Duplicate the listing below word for word, starting at the line that contains "Indicate the white hair" and stopping after its final line.

DATASET RECORDS |
— START —
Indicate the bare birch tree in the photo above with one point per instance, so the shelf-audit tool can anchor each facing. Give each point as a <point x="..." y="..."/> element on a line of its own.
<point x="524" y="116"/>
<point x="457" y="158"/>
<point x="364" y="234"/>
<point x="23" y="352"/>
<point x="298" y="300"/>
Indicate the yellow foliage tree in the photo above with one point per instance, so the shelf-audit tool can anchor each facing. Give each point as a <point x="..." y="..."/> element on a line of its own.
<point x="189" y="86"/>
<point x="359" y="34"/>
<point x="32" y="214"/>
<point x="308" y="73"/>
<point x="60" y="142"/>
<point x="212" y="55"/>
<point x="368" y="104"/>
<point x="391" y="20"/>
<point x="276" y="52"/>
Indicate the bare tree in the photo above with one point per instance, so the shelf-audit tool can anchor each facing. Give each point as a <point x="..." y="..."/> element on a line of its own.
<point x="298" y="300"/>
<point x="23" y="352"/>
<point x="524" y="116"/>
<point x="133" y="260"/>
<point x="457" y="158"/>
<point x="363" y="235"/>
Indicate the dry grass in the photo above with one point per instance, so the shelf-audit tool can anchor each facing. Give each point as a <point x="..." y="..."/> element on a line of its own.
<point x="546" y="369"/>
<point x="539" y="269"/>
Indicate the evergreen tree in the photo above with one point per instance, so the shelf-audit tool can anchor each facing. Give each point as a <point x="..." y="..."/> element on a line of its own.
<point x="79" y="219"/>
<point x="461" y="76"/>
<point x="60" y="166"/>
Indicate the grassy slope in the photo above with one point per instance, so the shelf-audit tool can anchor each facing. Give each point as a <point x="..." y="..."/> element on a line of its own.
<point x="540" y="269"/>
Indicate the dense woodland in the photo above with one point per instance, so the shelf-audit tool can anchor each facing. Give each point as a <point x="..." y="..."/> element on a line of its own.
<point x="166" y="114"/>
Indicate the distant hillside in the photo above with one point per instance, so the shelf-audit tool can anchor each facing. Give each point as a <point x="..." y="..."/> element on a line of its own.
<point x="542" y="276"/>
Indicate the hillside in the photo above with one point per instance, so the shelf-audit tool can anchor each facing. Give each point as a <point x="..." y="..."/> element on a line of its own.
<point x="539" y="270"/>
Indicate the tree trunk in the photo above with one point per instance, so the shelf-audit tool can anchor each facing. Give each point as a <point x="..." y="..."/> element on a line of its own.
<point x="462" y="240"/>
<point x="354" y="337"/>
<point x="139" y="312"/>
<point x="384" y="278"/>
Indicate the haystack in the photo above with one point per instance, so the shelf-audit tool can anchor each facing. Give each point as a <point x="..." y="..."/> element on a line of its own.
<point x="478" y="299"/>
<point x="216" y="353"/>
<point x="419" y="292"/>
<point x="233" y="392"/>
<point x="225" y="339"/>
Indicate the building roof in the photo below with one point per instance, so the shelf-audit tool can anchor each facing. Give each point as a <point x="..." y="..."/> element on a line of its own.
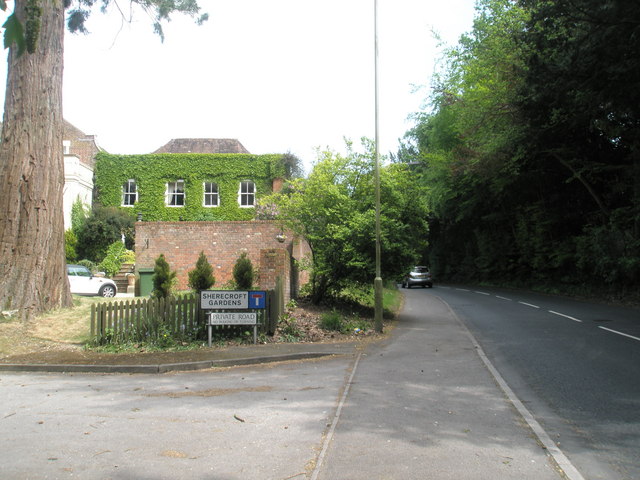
<point x="83" y="146"/>
<point x="203" y="145"/>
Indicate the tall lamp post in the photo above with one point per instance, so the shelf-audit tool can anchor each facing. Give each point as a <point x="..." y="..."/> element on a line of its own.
<point x="377" y="283"/>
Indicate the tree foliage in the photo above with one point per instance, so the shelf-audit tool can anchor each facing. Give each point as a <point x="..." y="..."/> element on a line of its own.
<point x="103" y="227"/>
<point x="164" y="279"/>
<point x="24" y="32"/>
<point x="243" y="273"/>
<point x="530" y="153"/>
<point x="32" y="248"/>
<point x="334" y="210"/>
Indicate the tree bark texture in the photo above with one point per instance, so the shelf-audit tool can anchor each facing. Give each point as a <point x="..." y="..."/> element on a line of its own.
<point x="32" y="257"/>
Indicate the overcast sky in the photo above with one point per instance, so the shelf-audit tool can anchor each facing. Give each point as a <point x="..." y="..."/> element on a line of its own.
<point x="280" y="75"/>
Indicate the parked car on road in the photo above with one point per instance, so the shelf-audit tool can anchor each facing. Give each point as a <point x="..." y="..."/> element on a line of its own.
<point x="83" y="282"/>
<point x="418" y="275"/>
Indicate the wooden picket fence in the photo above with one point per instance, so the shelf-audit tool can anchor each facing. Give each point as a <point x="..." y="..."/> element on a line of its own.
<point x="149" y="319"/>
<point x="146" y="319"/>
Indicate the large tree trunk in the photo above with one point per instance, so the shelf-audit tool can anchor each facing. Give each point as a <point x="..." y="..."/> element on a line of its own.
<point x="32" y="260"/>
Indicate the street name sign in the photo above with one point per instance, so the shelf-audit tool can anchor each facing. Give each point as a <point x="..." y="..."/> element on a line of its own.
<point x="232" y="300"/>
<point x="233" y="318"/>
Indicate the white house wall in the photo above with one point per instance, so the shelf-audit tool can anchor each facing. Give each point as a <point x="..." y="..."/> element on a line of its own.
<point x="78" y="183"/>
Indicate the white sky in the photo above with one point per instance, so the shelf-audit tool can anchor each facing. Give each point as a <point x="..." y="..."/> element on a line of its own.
<point x="283" y="75"/>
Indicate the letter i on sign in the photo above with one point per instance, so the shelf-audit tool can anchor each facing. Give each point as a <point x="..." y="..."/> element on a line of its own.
<point x="257" y="299"/>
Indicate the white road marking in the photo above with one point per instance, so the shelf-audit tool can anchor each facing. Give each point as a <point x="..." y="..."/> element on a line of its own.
<point x="568" y="469"/>
<point x="620" y="333"/>
<point x="334" y="423"/>
<point x="529" y="305"/>
<point x="566" y="316"/>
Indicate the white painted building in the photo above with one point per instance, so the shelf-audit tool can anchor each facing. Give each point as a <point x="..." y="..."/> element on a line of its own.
<point x="79" y="159"/>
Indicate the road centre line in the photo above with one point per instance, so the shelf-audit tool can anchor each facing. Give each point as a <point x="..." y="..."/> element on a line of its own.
<point x="529" y="304"/>
<point x="619" y="333"/>
<point x="566" y="316"/>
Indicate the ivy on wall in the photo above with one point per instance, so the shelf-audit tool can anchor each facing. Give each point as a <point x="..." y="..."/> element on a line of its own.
<point x="152" y="172"/>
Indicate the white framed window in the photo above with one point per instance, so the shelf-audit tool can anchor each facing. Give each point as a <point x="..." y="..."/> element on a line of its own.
<point x="174" y="195"/>
<point x="129" y="193"/>
<point x="211" y="195"/>
<point x="247" y="194"/>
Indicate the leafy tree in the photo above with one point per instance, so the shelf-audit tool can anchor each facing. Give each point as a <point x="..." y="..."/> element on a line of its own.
<point x="102" y="228"/>
<point x="79" y="214"/>
<point x="333" y="209"/>
<point x="32" y="250"/>
<point x="117" y="254"/>
<point x="529" y="155"/>
<point x="70" y="245"/>
<point x="243" y="272"/>
<point x="164" y="279"/>
<point x="201" y="278"/>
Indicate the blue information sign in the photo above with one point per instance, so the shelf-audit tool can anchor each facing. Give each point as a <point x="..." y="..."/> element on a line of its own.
<point x="257" y="299"/>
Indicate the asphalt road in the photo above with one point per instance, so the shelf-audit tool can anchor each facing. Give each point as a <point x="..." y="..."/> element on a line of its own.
<point x="422" y="404"/>
<point x="575" y="365"/>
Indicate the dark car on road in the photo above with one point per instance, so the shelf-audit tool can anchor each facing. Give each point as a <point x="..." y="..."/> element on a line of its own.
<point x="418" y="276"/>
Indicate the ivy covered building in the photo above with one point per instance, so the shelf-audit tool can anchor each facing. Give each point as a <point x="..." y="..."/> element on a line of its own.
<point x="177" y="182"/>
<point x="191" y="198"/>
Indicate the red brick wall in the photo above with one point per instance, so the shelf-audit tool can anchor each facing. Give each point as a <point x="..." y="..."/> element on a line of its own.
<point x="222" y="243"/>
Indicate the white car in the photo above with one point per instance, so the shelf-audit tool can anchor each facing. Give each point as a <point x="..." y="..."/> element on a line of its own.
<point x="83" y="282"/>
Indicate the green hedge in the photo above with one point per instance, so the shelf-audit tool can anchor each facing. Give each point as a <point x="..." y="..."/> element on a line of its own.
<point x="151" y="172"/>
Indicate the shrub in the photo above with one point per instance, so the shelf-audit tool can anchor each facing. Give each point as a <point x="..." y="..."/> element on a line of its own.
<point x="201" y="278"/>
<point x="163" y="278"/>
<point x="331" y="321"/>
<point x="70" y="244"/>
<point x="117" y="254"/>
<point x="243" y="272"/>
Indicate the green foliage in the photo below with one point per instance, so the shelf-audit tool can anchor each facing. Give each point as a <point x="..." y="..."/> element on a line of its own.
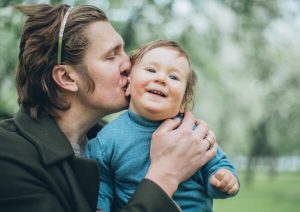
<point x="265" y="194"/>
<point x="246" y="54"/>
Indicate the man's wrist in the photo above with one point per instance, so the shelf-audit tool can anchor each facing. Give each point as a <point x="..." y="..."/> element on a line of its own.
<point x="165" y="181"/>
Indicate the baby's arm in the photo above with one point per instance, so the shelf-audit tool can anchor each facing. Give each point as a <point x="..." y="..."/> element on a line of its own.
<point x="105" y="195"/>
<point x="220" y="176"/>
<point x="225" y="181"/>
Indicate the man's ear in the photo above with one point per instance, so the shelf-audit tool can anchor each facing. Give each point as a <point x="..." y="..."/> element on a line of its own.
<point x="64" y="76"/>
<point x="127" y="92"/>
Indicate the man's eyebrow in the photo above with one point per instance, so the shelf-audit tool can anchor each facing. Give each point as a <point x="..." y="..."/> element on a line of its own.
<point x="117" y="46"/>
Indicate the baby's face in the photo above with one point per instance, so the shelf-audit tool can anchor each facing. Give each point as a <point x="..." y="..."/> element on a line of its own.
<point x="158" y="83"/>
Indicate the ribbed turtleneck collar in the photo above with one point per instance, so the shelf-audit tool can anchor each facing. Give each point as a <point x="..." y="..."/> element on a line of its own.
<point x="142" y="121"/>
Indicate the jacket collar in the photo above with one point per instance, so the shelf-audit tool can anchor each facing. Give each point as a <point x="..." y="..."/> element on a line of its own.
<point x="49" y="140"/>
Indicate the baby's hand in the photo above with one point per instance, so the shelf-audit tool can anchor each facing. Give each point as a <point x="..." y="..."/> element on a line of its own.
<point x="225" y="180"/>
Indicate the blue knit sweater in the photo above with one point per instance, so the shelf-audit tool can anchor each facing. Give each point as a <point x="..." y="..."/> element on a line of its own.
<point x="122" y="149"/>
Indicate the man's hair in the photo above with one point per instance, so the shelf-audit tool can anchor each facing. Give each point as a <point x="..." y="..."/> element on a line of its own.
<point x="137" y="55"/>
<point x="37" y="91"/>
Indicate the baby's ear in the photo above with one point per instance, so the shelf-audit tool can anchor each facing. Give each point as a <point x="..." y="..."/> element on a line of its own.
<point x="183" y="108"/>
<point x="127" y="91"/>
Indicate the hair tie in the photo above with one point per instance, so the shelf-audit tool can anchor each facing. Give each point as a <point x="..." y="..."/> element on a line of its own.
<point x="61" y="33"/>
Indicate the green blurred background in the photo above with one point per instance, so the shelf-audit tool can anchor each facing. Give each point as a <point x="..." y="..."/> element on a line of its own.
<point x="247" y="57"/>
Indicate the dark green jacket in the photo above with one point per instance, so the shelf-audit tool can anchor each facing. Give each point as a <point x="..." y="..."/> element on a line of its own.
<point x="39" y="172"/>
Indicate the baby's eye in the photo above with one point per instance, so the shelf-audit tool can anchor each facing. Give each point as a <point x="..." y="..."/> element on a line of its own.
<point x="111" y="56"/>
<point x="152" y="70"/>
<point x="173" y="77"/>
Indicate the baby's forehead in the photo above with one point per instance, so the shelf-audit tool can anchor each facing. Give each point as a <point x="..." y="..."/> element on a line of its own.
<point x="161" y="54"/>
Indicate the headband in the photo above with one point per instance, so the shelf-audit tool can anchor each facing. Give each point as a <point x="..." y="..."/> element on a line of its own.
<point x="61" y="33"/>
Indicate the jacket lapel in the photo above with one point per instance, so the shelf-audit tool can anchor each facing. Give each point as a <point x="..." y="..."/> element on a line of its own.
<point x="54" y="147"/>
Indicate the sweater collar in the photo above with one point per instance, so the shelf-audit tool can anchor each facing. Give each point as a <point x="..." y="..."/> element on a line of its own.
<point x="142" y="121"/>
<point x="49" y="140"/>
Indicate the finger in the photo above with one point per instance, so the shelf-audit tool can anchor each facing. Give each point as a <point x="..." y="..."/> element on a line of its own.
<point x="168" y="125"/>
<point x="214" y="181"/>
<point x="188" y="121"/>
<point x="212" y="151"/>
<point x="220" y="174"/>
<point x="230" y="184"/>
<point x="201" y="131"/>
<point x="210" y="137"/>
<point x="225" y="181"/>
<point x="234" y="188"/>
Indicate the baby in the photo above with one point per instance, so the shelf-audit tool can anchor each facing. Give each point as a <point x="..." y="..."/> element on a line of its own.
<point x="161" y="85"/>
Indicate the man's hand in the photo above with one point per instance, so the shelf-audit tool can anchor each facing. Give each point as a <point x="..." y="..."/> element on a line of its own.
<point x="177" y="153"/>
<point x="225" y="181"/>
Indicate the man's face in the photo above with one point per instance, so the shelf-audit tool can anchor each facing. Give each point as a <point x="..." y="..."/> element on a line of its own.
<point x="158" y="83"/>
<point x="107" y="65"/>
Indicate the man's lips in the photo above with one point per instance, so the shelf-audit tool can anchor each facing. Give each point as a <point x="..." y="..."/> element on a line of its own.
<point x="157" y="92"/>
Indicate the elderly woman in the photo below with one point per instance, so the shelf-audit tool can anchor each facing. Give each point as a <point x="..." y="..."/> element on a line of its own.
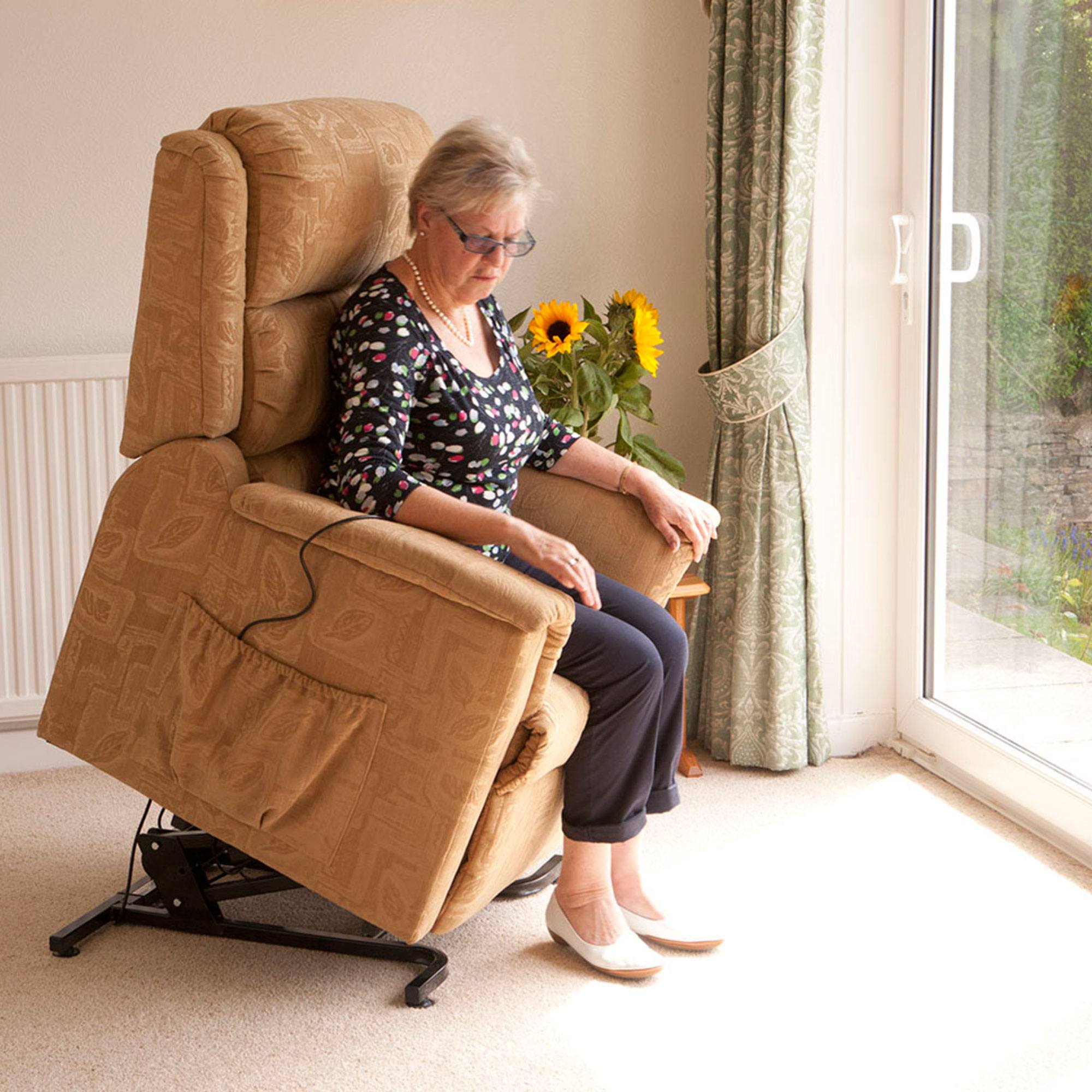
<point x="437" y="419"/>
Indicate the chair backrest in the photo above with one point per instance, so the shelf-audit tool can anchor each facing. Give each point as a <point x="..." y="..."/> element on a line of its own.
<point x="262" y="224"/>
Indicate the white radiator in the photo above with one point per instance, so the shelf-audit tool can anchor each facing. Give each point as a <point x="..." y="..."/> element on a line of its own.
<point x="61" y="426"/>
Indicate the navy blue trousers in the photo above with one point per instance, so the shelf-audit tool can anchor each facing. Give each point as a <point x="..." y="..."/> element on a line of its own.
<point x="631" y="657"/>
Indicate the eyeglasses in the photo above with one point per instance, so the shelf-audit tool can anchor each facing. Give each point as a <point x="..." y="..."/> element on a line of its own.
<point x="483" y="245"/>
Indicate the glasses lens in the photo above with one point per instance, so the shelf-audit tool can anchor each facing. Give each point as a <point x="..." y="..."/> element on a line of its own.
<point x="479" y="245"/>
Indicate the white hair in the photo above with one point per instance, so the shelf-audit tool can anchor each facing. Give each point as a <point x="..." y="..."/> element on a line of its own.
<point x="471" y="168"/>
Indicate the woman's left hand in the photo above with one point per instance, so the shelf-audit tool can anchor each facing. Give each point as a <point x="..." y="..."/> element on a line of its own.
<point x="670" y="508"/>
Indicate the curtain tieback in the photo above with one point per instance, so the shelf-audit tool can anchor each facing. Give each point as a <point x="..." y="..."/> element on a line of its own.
— END —
SOLUTION TO THE PROBLEM |
Indicate the white hair in the photo above with one point per instance, so the shelf-audit tool can anchor each facing. Give each point as a <point x="..." y="..."/> element on a line of its own.
<point x="471" y="168"/>
Indicate the woman's left hand in the photo above with one point per instance, so the shelf-audit tool can anchor each facing. Give each point as a <point x="..." y="..."/> element on a line of its own.
<point x="670" y="508"/>
Indicate the curtain tieback in the photo above with one point per instance, so the shelf-audit tool can anchor each facing. Give each point as a <point x="..." y="..."/> element on a line of its own.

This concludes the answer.